**Task prompt**
Reproduce each of the entries below word for word, changing nothing.

Lines of data
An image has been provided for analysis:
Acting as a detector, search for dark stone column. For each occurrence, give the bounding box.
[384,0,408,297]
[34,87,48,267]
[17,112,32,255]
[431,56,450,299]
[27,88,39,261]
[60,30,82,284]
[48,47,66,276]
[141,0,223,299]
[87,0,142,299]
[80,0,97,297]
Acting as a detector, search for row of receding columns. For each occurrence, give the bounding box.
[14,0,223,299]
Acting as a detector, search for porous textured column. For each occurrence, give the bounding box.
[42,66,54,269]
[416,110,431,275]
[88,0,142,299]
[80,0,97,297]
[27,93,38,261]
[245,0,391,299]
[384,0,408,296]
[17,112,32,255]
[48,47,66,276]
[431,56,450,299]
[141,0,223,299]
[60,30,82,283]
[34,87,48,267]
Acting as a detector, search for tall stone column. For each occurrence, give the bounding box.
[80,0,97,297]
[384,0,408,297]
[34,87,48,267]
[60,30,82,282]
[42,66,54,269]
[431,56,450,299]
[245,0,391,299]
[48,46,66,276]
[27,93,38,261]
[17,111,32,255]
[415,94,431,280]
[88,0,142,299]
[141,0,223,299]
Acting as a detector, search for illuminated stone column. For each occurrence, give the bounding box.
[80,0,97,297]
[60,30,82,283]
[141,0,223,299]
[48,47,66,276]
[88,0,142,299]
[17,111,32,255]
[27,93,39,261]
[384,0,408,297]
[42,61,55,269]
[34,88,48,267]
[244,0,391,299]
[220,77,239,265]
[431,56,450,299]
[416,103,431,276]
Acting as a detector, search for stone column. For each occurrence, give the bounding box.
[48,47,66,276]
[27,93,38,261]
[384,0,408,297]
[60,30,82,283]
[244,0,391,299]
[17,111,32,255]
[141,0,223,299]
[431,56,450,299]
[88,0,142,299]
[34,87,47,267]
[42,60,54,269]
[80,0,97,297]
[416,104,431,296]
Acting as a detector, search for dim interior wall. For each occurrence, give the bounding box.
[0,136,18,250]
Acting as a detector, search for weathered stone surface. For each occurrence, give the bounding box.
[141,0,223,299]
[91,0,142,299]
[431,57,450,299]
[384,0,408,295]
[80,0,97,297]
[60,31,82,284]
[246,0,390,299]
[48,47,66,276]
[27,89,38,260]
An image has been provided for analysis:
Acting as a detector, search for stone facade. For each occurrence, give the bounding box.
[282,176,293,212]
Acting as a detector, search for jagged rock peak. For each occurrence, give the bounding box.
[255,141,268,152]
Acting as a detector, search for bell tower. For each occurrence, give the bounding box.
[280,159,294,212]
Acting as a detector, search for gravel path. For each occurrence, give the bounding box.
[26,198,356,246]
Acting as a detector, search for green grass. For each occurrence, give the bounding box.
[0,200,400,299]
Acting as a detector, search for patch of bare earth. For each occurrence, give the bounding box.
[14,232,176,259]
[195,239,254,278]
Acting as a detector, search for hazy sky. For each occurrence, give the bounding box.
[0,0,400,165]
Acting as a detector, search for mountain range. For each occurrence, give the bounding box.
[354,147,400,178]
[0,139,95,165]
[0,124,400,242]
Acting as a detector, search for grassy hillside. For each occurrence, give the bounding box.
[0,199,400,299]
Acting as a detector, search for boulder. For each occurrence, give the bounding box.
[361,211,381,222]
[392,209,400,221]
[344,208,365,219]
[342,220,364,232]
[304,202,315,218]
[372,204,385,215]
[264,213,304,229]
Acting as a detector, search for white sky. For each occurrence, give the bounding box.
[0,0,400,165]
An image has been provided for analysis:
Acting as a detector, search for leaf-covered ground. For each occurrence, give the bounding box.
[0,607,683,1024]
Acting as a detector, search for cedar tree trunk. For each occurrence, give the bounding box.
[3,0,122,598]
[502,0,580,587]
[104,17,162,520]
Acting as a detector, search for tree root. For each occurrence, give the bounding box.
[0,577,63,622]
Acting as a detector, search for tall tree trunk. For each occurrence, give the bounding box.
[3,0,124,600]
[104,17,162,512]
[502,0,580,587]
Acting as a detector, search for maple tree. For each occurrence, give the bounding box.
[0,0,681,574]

**Task result**
An image has been provided for analysis:
Acting as a detector, search for dark stone column. For each occurrence, give the bounding box.
[384,0,408,297]
[34,87,48,267]
[17,112,32,255]
[431,56,450,299]
[27,88,39,261]
[60,30,82,284]
[48,47,66,276]
[141,0,223,299]
[87,0,142,299]
[80,0,97,297]
Acting as a detector, search for row of receding columns. For each occurrence, give the bounding box.
[14,0,223,299]
Acting as a detector, search for porous textured column. For each occurrence, give the bounding box.
[42,66,54,269]
[416,110,431,275]
[88,0,142,299]
[80,0,97,297]
[27,93,38,261]
[245,0,391,299]
[384,0,408,296]
[17,112,32,255]
[48,47,66,276]
[431,56,450,299]
[141,0,223,299]
[60,30,82,283]
[34,87,48,267]
Acting as a detector, search for tall stone column. For each occurrence, give the bounding box.
[80,0,97,297]
[384,0,408,297]
[34,87,48,267]
[60,30,82,282]
[42,66,54,269]
[431,56,450,299]
[245,0,391,299]
[48,46,66,276]
[27,93,38,261]
[17,111,32,255]
[415,94,431,280]
[88,0,142,299]
[141,0,223,299]
Acting as a detector, search for illuminated stone column. For each occurrence, give the bounding box.
[80,0,97,297]
[60,30,82,283]
[141,0,223,299]
[48,47,66,276]
[88,0,142,299]
[17,111,32,255]
[27,93,39,261]
[384,0,408,297]
[42,61,55,269]
[34,88,48,267]
[244,0,391,299]
[220,77,239,265]
[431,56,450,299]
[416,103,431,276]
Acting as a detector, search for stone column. For each occurrence, give the bounding box.
[48,47,66,276]
[27,93,38,261]
[384,0,408,297]
[60,30,82,283]
[244,0,391,299]
[17,111,32,255]
[141,0,223,299]
[431,56,450,299]
[88,0,142,299]
[34,87,47,267]
[42,60,54,269]
[80,0,97,297]
[416,104,431,296]
Acting as a detector, search for dim interior wall. For each occurrence, give the bounding box.
[0,136,18,250]
Acting as a detector, search for weathered stone surface. For each occurrence, give the bounding box.
[141,0,223,299]
[91,0,142,299]
[431,57,450,299]
[384,0,408,295]
[80,0,97,297]
[60,31,82,284]
[246,0,390,299]
[48,47,66,276]
[27,89,38,260]
An image has been provided for analysis:
Acting as a detector, search for stone facade. For each occurrence, give the bounding box.
[282,176,293,212]
Acting as a detector, search for jagged rock peak. For each occurrence, give the bounding box.
[255,141,268,152]
Acting as a detector, search for bell tower. For each occurrence, give the bounding box.
[280,159,294,212]
Acting as a detector, search for gravel path. For each occurrence, give the bounding box.
[26,198,356,246]
Acting as a detector, search for green grass. For each occurrence, give the bounding box.
[0,200,400,299]
Acting as a detector, search for patch of bare earth. For each occurrence, give the bounding box.
[14,232,176,259]
[195,239,254,278]
Acting as a detector, search for hazy sky. For each occurrence, give the bounding box.
[0,0,400,165]
Acting as a detector, search for mountain range. For each occurrence, give the bounding box.
[354,147,400,178]
[0,139,95,165]
[0,124,400,242]
Acting as a detector, search for grassy hillside. For each occurrence, give the bounding box.
[0,199,400,299]
Acting as a detector, search for boulder. For each occurrence, give the bounding box.
[361,211,381,222]
[392,209,400,221]
[344,208,365,219]
[342,220,364,232]
[304,202,315,218]
[372,204,385,215]
[264,213,304,229]
Acting as a detector, search for white sky. For each occurrence, give the bounding box.
[0,0,400,165]
An image has been provided for analysis:
Acting as a detector, search for leaf-covered ground. For each occurrence, give the bounding box.
[0,607,683,1024]
Acting as a detector, search for cedar tree trunk. For each occurrence, give the bounding box.
[3,0,122,598]
[502,0,580,587]
[104,17,162,520]
Acting as a detector, search for tree root. For each occurrence, give the bounding box.
[0,577,63,622]
Acting as a detector, search for tall tree trunk. For each occurrence, give the bounding box.
[3,0,124,600]
[104,17,162,512]
[502,0,580,587]
Acting as a detector, search for maple tree. For each occurrence, give the bounding box.
[0,0,681,574]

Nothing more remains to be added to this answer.